Which lines of the entries below run from the one holding "output [[109, 87]]." to the one holding "Target: bus roof", inclusive? Set down exactly those lines and no others.
Exercise data: Begin
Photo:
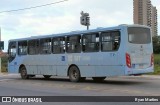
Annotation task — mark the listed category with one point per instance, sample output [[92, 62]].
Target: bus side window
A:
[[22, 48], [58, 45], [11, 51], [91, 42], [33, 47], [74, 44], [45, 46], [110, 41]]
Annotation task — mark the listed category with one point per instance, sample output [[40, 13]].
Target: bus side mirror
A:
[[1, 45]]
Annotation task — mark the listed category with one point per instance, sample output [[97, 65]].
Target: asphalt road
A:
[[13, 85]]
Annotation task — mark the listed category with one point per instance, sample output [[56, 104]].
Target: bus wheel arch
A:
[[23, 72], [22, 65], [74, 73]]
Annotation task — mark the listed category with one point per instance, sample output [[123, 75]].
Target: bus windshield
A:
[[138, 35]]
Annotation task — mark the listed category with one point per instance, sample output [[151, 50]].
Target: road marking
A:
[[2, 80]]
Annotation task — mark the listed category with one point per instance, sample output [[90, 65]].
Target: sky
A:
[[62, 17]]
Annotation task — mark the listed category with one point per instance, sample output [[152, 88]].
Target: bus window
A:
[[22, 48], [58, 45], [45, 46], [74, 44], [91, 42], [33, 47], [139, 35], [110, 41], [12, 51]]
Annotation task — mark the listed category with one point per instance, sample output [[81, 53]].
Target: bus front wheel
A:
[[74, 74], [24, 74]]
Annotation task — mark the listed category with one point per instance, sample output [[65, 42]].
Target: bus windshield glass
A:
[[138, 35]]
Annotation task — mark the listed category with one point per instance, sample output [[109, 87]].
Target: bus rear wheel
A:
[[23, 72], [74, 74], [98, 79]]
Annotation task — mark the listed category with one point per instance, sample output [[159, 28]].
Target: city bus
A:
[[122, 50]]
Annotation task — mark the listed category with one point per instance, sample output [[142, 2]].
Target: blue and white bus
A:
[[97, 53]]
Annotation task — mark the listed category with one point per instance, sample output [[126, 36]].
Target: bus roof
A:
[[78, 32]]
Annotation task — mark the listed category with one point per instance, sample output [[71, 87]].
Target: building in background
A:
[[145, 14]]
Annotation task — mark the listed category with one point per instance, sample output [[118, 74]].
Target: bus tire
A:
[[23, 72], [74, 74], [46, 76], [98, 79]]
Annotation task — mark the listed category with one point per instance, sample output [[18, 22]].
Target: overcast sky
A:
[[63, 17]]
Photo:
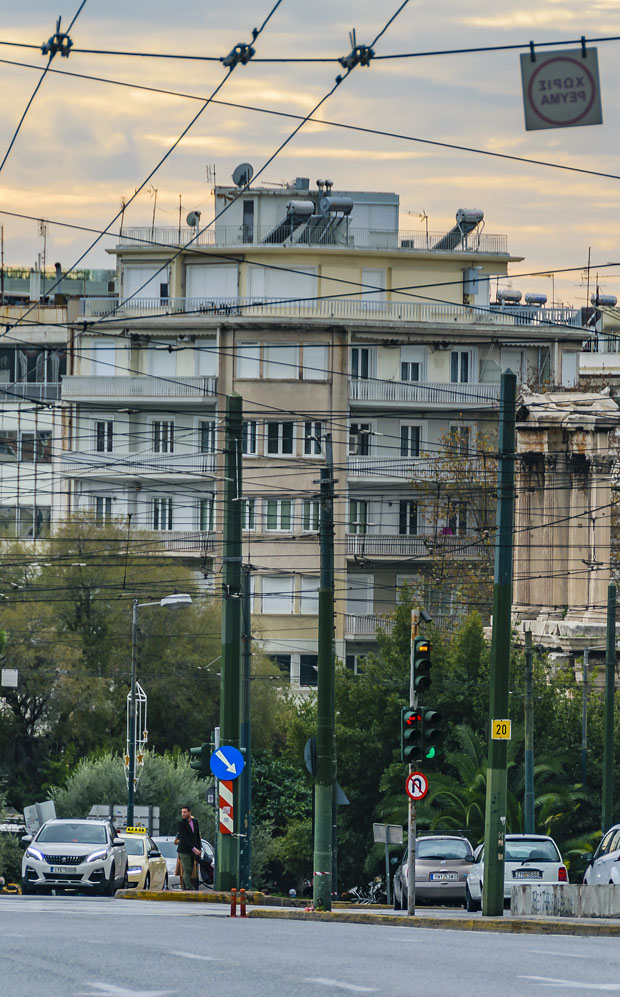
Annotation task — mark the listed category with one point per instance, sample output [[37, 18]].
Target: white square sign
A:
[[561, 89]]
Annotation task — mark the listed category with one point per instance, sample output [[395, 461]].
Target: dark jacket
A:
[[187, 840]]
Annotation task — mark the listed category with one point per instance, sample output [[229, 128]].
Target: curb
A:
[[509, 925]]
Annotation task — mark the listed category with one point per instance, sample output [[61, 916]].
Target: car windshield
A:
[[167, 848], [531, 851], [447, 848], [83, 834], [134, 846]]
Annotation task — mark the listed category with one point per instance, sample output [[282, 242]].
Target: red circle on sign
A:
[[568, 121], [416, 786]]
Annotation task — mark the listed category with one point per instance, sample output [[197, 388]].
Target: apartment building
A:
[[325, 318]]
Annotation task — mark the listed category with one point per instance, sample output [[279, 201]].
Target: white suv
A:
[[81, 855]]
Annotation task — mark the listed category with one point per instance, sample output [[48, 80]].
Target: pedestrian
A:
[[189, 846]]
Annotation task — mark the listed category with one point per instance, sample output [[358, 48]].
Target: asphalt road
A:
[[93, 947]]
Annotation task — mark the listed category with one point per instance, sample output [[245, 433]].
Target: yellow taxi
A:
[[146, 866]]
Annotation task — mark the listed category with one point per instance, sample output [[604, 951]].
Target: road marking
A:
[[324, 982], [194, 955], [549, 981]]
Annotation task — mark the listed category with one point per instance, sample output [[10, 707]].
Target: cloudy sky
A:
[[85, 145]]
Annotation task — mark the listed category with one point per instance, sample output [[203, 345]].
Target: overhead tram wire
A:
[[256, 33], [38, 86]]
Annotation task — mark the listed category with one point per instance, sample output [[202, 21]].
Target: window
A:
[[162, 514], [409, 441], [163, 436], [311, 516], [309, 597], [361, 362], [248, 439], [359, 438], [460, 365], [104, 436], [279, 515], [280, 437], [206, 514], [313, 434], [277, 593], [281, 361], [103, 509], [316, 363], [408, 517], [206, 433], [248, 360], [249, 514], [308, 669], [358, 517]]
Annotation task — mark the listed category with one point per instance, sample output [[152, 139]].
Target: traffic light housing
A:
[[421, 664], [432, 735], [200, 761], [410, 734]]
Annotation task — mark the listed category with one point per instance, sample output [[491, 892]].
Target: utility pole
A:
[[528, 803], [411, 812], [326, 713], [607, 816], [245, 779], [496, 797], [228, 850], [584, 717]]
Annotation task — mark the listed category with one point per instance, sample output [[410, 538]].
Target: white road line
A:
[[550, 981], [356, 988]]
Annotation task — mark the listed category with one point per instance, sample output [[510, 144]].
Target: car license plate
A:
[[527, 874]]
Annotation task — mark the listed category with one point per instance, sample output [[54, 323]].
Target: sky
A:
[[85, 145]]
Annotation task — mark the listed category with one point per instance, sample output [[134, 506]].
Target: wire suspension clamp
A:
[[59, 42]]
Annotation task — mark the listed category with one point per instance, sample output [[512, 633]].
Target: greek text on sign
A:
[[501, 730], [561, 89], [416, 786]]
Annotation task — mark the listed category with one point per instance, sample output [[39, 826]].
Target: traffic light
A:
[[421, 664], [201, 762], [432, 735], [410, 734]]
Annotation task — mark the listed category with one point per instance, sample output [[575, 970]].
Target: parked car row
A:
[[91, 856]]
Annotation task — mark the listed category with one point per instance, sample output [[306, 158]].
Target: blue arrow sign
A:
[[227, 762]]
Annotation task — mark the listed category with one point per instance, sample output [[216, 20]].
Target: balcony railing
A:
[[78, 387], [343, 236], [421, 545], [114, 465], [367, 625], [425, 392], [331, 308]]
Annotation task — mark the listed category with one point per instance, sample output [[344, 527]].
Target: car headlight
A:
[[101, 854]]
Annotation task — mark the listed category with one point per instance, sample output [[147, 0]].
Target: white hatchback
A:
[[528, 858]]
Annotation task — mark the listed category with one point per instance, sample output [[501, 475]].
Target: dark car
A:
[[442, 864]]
Exercise data: End
Expected output:
Annotation task — mark the listed category with one point per instance, sample output [[109, 87]].
Target: bus rear wheel
A:
[[23, 72], [74, 74], [98, 79]]
Annotation task — mark the listed category with one point per instance, sample output [[159, 28]].
Target: city bus
A:
[[122, 50]]
Annotation task — mark the listed category with one point per instance, sample output [[142, 2]].
Target: blue and white bus
A:
[[97, 53]]
Annotation task — mark the listed category with one point per instance, sample output [[126, 36]].
Target: bus roof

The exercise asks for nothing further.